§ **Goal of the exercise**
Please convert the whole listing below into a JSON list of strings with one string per line, omitting blank lines and leaving out the pictures.

::: Input records :::

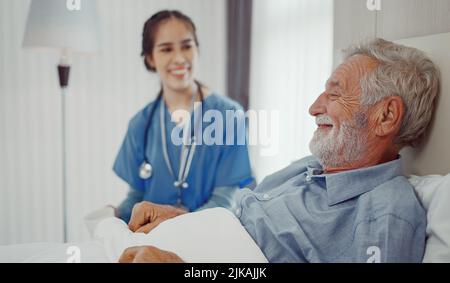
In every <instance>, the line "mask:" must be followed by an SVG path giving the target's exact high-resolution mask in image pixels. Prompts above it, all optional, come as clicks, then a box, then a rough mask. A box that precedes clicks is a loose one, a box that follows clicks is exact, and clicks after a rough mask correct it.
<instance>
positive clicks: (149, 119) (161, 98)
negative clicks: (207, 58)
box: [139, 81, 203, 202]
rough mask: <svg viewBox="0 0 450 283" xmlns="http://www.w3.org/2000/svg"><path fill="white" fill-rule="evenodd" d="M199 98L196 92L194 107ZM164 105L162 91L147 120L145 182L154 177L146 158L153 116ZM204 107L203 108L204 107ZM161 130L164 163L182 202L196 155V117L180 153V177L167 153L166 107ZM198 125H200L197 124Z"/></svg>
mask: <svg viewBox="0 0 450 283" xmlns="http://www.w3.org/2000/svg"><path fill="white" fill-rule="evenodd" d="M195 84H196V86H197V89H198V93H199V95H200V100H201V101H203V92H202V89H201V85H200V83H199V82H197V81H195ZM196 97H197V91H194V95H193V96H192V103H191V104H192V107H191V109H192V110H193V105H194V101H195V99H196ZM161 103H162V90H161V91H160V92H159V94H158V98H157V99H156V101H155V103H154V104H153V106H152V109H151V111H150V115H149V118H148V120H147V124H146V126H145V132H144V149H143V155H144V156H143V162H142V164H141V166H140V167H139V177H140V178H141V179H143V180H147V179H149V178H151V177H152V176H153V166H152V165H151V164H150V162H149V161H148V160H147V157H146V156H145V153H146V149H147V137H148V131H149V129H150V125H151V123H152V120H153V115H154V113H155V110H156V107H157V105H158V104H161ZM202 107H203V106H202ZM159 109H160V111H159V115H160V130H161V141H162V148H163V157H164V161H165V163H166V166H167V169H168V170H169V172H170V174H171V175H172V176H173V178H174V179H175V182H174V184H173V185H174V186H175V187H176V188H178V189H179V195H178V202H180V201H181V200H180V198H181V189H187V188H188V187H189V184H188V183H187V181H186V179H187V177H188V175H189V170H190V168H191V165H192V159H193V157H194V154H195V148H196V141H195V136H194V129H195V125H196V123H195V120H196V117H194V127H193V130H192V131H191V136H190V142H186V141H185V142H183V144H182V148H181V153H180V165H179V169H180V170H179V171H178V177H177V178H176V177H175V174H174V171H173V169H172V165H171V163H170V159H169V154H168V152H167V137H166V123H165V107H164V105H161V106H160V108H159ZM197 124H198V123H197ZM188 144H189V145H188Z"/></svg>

:::

§ **Your response**
[
  "In every <instance>, the line \"mask:\" must be followed by an SVG path giving the target's exact high-resolution mask in image pixels. Prompts above it, all optional, come as clicks, then a box, then a rough mask. A box that precedes clicks is a loose one, a box that follows clicks is exact, and clicks after a rough mask correct it.",
  "<instance>",
  "positive clicks: (149, 119) (161, 98)",
  "negative clicks: (207, 58)",
  "box: [139, 81, 203, 202]",
  "rough mask: <svg viewBox=\"0 0 450 283\" xmlns=\"http://www.w3.org/2000/svg\"><path fill=\"white\" fill-rule=\"evenodd\" d=\"M199 98L196 92L194 107ZM164 105L162 91L147 120L145 182L154 177L146 158L153 116ZM204 107L203 108L204 107ZM161 130L164 163L182 202L196 155V117L180 153V177L167 153L166 107ZM198 125H200L197 124Z\"/></svg>",
  "mask: <svg viewBox=\"0 0 450 283\" xmlns=\"http://www.w3.org/2000/svg\"><path fill=\"white\" fill-rule=\"evenodd\" d=\"M195 84H196V86H197V89H198V93H199V95H200V100H201V101H203V92H202V89H201V85H200V83H199V82H197V81H195ZM196 97H197V91H194V95H193V96H192V103H191V104H192V107H191V109H192V110H193V105H194V101H195V99H196ZM161 103H162V90H161V91H160V92H159V94H158V98H157V99H156V101H155V103H154V104H153V106H152V109H151V111H150V115H149V118H148V120H147V124H146V126H145V132H144V149H143V155H144V156H143V162H142V164H141V166H140V167H139V177H140V178H141V179H143V180H147V179H149V178H151V177H152V176H153V166H152V165H151V164H150V162H149V161H148V160H147V157H146V156H145V153H146V149H147V137H148V131H149V129H150V125H151V123H152V120H153V115H154V113H155V110H156V107H157V105H158V104H161ZM202 107H203V106H202ZM159 109H160V111H159V115H160V130H161V141H162V148H163V157H164V161H165V163H166V166H167V169H168V170H169V172H170V174H171V175H172V176H173V178H174V179H175V182H174V184H173V185H174V186H175V187H176V188H178V189H179V195H178V202H180V201H181V200H180V198H181V189H187V188H188V187H189V184H188V183H187V181H186V179H187V177H188V175H189V170H190V168H191V165H192V159H193V157H194V154H195V148H196V141H195V136H194V129H195V125H196V123H195V120H196V117H194V127H193V130H192V131H191V136H190V142H186V141H185V142H183V144H182V148H181V153H180V165H179V169H180V170H179V171H178V177H177V178H176V177H175V174H174V171H173V169H172V165H171V163H170V159H169V154H168V152H167V137H166V123H165V107H164V105H161V106H160V108H159ZM197 124H198V123H197ZM188 144H189V145H188Z\"/></svg>"
]